■ **WHAT YOU SHOULD DO**: Copy out the records below, switching "innermost point" to "center point" wherever it occurs and keeping everything else the same. Leave the pictures out of your copy.

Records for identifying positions
- - - - -
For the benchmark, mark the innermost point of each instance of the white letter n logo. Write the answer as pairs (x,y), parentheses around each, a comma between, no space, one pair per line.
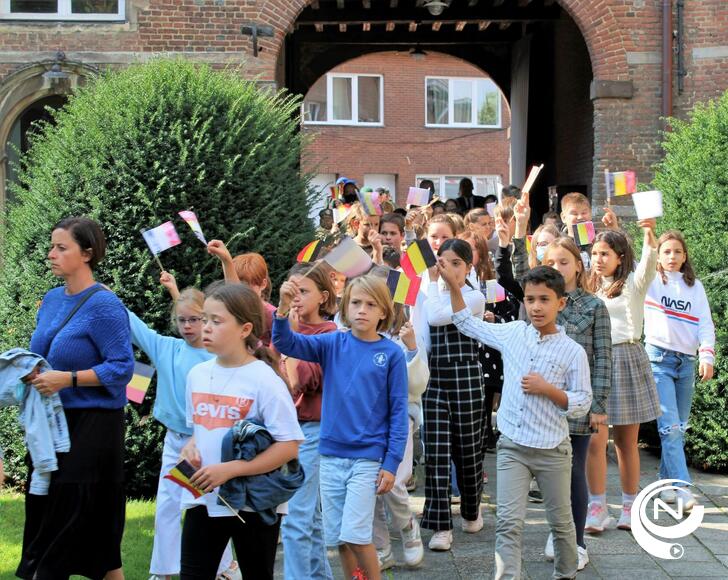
(658,504)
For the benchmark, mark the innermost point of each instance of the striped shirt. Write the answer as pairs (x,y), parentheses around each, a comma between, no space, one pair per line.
(534,420)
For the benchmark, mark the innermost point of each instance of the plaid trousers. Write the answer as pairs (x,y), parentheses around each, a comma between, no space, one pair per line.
(453,406)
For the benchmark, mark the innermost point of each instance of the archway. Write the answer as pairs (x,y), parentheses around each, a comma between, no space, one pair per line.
(533,50)
(24,98)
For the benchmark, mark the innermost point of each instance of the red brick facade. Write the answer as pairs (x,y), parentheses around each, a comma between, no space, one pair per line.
(623,40)
(404,146)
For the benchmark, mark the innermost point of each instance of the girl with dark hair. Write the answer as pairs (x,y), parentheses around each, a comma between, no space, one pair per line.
(453,404)
(633,396)
(586,320)
(242,382)
(304,549)
(678,328)
(83,332)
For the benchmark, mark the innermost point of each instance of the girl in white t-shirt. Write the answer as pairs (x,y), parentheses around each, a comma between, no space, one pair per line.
(241,383)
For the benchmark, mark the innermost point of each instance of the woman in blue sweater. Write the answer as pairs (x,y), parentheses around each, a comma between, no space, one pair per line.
(77,527)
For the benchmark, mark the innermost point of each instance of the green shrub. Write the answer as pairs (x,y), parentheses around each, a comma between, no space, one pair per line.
(132,150)
(694,180)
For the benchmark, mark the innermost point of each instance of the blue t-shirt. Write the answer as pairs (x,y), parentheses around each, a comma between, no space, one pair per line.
(173,358)
(96,338)
(364,409)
- - - - -
■ **RESPONSE**:
For the benchmark, mark the center point of each instance of the white letter n logo. Write the answer as pairs (x,y), parentheses around each, a comma between, no space, one pair per line.
(658,504)
For the benchmark, mark the center point of each instance of the striped shirt. Write the answer as pairs (x,y), parentheses around each, a comma between, no space, one pair per line.
(534,420)
For the benchmark, mark the center point of each instance of the plaid trousers. Write the answer as pairs (x,y), parentheses around each, a comma between, no space, one pair per line.
(453,406)
For the benchmark, mark the center point of each instance of the archway. Write the answer as pairs (x,y), parentheses around each, a comma between, no space, one pair per line.
(533,50)
(24,98)
For the benchmark, mark the center point of each instance of the red brick facade. Write the answer as pairs (x,y), parentheses around each, a comma between, no space, one pair per line.
(623,40)
(404,146)
For the benchmark, mark the center point of each instance of the girl with dark hair. Write the answer as pairs (x,y), parentheses around each, a comma between, no space, one pair per line.
(453,404)
(633,396)
(586,320)
(242,382)
(304,549)
(678,328)
(83,332)
For the benchmark, mark the center point of each instance of the girl in white t-shirt. Write the answer as pairs (x,y), parentheses around each, a comma between, no space, one pair per line.
(241,383)
For the benchmark, mark the center point of each instance of the woman in blue sweater. Write the answer as pairs (x,y), parentheses around each, a comma between, no space, one pair per line.
(77,527)
For the benchmark, mark the center point of each instance of the green shrub. Write the answer as pairs (x,y), parentheses around each, a comma between, no space, one pair per line.
(132,150)
(694,180)
For the benchmark, mark the center point of each instance of the blue t-shirt. Write the answer as pairs (x,y), parentheses around each, a comma between, no space, one pair per line.
(173,358)
(96,338)
(364,409)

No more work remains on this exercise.